◆ WHAT NEEDS TO BE DONE
Leave out the pictures and repeat everything else in the records exactly.

--- Begin DATA SUPPLIED ---

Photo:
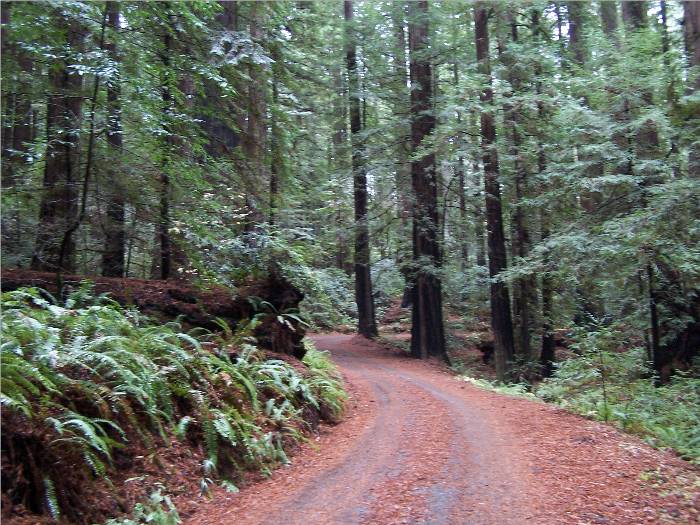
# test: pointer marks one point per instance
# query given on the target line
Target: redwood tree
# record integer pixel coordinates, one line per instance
(427, 331)
(501, 321)
(115, 238)
(366, 323)
(59, 199)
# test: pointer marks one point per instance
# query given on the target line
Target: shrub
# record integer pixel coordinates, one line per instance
(83, 380)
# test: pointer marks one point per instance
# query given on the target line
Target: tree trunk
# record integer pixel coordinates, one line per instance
(163, 228)
(427, 331)
(276, 153)
(608, 19)
(691, 33)
(501, 321)
(19, 132)
(115, 236)
(340, 132)
(634, 14)
(255, 139)
(59, 200)
(461, 183)
(366, 323)
(576, 24)
(403, 151)
(525, 292)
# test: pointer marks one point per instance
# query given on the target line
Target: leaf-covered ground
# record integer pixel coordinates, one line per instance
(421, 446)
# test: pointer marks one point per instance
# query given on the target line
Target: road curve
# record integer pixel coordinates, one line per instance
(420, 447)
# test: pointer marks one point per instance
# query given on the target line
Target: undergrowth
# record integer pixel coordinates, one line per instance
(608, 382)
(87, 382)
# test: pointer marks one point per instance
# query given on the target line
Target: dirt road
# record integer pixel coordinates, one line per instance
(420, 447)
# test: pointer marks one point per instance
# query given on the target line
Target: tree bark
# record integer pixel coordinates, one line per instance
(163, 228)
(59, 200)
(427, 331)
(634, 14)
(19, 132)
(691, 33)
(578, 47)
(276, 154)
(115, 236)
(608, 19)
(525, 292)
(403, 150)
(501, 321)
(366, 323)
(255, 138)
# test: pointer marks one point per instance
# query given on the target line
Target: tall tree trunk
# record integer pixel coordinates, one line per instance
(608, 19)
(501, 321)
(366, 323)
(525, 288)
(402, 103)
(163, 228)
(276, 154)
(579, 50)
(461, 183)
(691, 34)
(255, 139)
(18, 130)
(340, 139)
(634, 14)
(547, 351)
(59, 200)
(115, 236)
(427, 331)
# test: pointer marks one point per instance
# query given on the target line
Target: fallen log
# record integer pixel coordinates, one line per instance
(269, 300)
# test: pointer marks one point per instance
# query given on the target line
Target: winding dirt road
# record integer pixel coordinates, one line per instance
(421, 447)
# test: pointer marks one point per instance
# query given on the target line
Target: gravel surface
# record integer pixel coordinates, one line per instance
(418, 446)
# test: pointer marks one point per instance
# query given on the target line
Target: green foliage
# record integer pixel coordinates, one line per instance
(610, 383)
(325, 382)
(96, 377)
(157, 510)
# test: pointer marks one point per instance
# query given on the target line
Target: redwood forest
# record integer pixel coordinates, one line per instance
(350, 262)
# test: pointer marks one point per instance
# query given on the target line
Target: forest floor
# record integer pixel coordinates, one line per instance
(418, 445)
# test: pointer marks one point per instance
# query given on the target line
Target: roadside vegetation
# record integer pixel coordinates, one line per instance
(90, 388)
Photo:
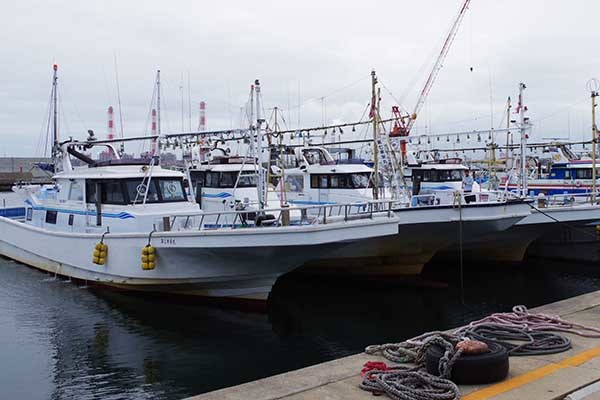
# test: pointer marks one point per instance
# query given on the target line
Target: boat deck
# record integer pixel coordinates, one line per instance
(543, 377)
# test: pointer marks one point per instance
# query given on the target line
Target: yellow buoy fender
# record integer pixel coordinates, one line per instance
(100, 253)
(148, 257)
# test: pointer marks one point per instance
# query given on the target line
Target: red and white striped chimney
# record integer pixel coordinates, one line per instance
(202, 126)
(111, 123)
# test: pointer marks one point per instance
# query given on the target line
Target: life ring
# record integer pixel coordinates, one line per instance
(141, 189)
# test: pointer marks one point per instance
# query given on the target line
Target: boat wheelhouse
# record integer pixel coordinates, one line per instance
(129, 206)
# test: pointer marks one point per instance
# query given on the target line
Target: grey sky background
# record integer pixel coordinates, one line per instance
(301, 51)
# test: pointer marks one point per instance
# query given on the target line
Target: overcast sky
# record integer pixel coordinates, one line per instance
(301, 52)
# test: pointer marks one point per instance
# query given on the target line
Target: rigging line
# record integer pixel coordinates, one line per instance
(45, 137)
(106, 88)
(142, 145)
(560, 110)
(391, 94)
(331, 93)
(190, 104)
(118, 95)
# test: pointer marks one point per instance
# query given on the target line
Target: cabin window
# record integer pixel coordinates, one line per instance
(112, 192)
(228, 179)
(136, 190)
(433, 175)
(358, 180)
(197, 179)
(294, 183)
(171, 190)
(582, 173)
(51, 217)
(76, 191)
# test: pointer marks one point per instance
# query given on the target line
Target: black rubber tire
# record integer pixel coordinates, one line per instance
(472, 369)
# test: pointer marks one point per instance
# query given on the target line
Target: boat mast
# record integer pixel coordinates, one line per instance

--- End DATA SUPPLIED ---

◆ FULL OUTPUT
Photo:
# test: pointer marks one point per instance
# query given on the target line
Target: redwood tree
# record integer pixel coordinates, one line per instance
(427, 331)
(501, 321)
(115, 238)
(366, 323)
(59, 199)
# test: pointer marks one point per instance
# query given on the target line
Target: shrub
# record integer pixel coordinates, one line per instance
(83, 380)
# test: pointer marks one point per instance
# query given on the target line
Target: tree trunk
# record integer pixel coordinates, one line per instance
(163, 228)
(427, 331)
(276, 153)
(608, 19)
(691, 33)
(501, 321)
(19, 132)
(115, 236)
(340, 132)
(634, 14)
(255, 139)
(59, 200)
(461, 183)
(366, 323)
(576, 24)
(403, 151)
(525, 292)
# test: pointer marks one point per instance
# query given on the target line
Target: leaf-covered ground
# record integer pixel coordinates, one line per instance
(421, 446)
# test: pointer marks one point per instance
# query given on the target line
Target: road curve
# record integer pixel coordinates, one line per instance
(420, 447)
# test: pointer marks one point per instance
# query given on the target line
Target: undergrowth
# record integer pixel coordinates, one line per instance
(608, 382)
(87, 382)
# test: pointer marks one point per instance
# query given on the target line
Target: dirt road
# record integer pixel coordinates, one line per instance
(420, 447)
# test: pointer marks one point per instance
# query given on the target line
Target: tree bark
# record integer pixel coordinates, one line per instance
(163, 228)
(59, 200)
(427, 331)
(634, 14)
(19, 132)
(691, 33)
(578, 47)
(276, 154)
(115, 236)
(608, 19)
(525, 292)
(403, 150)
(501, 321)
(366, 323)
(255, 138)
# test: pointer marks one point per instance
# query given on the target line
Target: tall tree trunk
# record integer pixel coordinates, one line per instance
(608, 19)
(501, 321)
(366, 323)
(525, 288)
(402, 103)
(163, 228)
(276, 154)
(579, 50)
(461, 183)
(691, 34)
(255, 139)
(18, 130)
(340, 139)
(634, 14)
(547, 351)
(59, 200)
(115, 236)
(427, 331)
# test: pointer marks one point per instance
# query given on the target line
Target: fallen log
# record integer pixel coordinates, one line per instance
(269, 300)
# test: pointer marks one point per instance
# query given on the target line
Target: winding dirt road
# record integer pixel coordinates, one line per instance
(421, 447)
# test: pointer marks one point per instance
# query given on the target line
Target: gravel surface
# record integer pixel coordinates, one line per instance
(418, 446)
# test: pointer marks one point per instance
# query given on the target line
Target: green foliage
# record integer pixel coordinates, one line per instance
(610, 383)
(325, 382)
(96, 377)
(157, 510)
# test: pointer marks one point per instance
# query given on the target line
Target: redwood forest
# record integer pixel coordinates, one line per instance
(350, 262)
# test: pointer marks one point per instance
# query given on the target line
Target: forest floor
# record integer pixel coordinates, one line per instance
(418, 445)
# test: pointer marks one point per instance
# query given on the target line
Target: roadside vegetation
# record integer pixel coordinates, one line per instance
(90, 388)
Photo:
# test: pointer marks one point per instance
# query given on the target line
Target: boat deck
# record integer pixel coordinates, one line per instance
(543, 377)
# test: pointer marks one point per instance
# query given on the target line
Target: yellow buoy fender
# record integer pixel coordinates, one line per instance
(100, 253)
(148, 257)
# test: pointer marks one point per instance
# query given on the target line
Target: red and white striped chimney
# record integer pixel coordinates, one line per instance
(202, 126)
(111, 123)
# test: pointer marks one point per instance
# query given on the target line
Target: life ring
# record integer pixel coordinates, one line per instance
(141, 189)
# test: pointer marks one point per instance
# query given on the target line
Target: boat wheelhouse
# record integer pixel coordinates, one line per instance
(129, 206)
# test: pointer marks one point per instance
# query given on the target line
Target: grey sky background
# record integer pixel coordinates, one line per instance
(301, 51)
# test: pointer marks one point per instance
# query given on the target line
Target: overcast sky
# record integer pixel coordinates, one line per instance
(301, 52)
# test: pointer marks one point per instance
# query given on the target line
Target: rigging line
# record integer pixel coordinates, one line per instance
(45, 137)
(106, 88)
(142, 145)
(560, 110)
(391, 94)
(331, 93)
(190, 104)
(118, 95)
# test: pointer marks one point per instance
# query given on the target line
Target: cabin window
# record integer pixel coordinates, one line per instance
(112, 192)
(228, 179)
(136, 190)
(433, 175)
(358, 180)
(197, 179)
(294, 183)
(171, 190)
(582, 173)
(51, 217)
(76, 191)
# test: pointer marks one point per instance
# query given on the target line
Target: black rubber tire
# record integer pixel coordinates, one line per instance
(472, 369)
# test: pointer marks one point per instance
# query given on the target line
Target: boat mast
# record integer pixel coordinates, one line per instance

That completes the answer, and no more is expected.